■ **Work required**
Gather every line of the material that contains the string "blurred", treating uppercase and lowercase as different.

Rows from a dataset for labeling boxes:

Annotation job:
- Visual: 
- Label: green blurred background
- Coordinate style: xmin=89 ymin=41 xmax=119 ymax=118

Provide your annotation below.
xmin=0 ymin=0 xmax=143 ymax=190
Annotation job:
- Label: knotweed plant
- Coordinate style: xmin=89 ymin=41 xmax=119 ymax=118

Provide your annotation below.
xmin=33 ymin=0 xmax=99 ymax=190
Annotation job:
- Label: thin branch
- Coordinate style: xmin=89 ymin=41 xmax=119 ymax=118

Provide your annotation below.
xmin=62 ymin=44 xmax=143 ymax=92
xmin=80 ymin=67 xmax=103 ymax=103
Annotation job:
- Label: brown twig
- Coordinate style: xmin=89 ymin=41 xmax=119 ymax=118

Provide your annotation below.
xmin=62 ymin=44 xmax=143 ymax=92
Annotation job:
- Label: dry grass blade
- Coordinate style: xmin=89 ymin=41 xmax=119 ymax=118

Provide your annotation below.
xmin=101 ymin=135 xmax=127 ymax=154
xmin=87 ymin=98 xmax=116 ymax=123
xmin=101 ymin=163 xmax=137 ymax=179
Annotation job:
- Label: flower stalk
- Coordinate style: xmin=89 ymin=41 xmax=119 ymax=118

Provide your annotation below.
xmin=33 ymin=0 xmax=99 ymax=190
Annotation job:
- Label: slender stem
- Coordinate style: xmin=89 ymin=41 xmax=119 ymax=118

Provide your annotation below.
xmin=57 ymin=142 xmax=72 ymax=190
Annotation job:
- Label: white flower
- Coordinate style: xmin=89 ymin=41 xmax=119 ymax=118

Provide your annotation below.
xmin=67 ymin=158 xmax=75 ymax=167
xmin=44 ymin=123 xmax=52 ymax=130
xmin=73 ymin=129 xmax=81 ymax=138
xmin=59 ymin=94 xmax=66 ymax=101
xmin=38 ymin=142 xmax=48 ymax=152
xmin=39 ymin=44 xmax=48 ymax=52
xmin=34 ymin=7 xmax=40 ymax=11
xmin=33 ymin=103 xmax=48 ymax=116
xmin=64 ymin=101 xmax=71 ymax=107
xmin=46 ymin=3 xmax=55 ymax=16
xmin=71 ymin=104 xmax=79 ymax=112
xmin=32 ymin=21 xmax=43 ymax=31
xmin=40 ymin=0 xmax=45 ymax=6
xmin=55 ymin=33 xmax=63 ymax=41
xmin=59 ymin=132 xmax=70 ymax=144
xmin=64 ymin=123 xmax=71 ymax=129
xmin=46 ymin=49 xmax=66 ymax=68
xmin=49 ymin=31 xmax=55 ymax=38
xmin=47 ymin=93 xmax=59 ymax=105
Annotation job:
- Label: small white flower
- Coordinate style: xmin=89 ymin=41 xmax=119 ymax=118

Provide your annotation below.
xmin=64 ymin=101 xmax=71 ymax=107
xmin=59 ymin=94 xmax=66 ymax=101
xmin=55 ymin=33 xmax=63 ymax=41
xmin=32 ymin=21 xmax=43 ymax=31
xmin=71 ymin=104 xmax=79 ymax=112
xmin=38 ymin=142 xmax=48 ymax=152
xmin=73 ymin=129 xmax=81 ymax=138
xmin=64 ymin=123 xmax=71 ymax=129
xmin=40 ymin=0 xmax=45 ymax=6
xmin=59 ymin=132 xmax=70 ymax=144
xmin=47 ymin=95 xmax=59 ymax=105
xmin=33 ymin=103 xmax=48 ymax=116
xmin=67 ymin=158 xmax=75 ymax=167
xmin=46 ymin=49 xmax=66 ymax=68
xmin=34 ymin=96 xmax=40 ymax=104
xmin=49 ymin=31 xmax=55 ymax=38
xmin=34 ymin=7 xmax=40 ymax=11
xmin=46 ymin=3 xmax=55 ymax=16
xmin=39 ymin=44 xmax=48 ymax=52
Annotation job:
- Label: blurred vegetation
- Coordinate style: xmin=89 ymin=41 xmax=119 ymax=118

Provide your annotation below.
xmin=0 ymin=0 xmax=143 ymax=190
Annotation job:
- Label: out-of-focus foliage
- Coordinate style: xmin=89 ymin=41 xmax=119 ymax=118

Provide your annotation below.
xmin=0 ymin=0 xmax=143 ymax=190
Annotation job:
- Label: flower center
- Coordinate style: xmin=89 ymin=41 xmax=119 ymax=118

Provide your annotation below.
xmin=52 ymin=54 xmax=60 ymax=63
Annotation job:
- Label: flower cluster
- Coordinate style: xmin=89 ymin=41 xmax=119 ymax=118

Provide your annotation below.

■ **Written solution**
- Label: green blurred background
- Label: blurred vegetation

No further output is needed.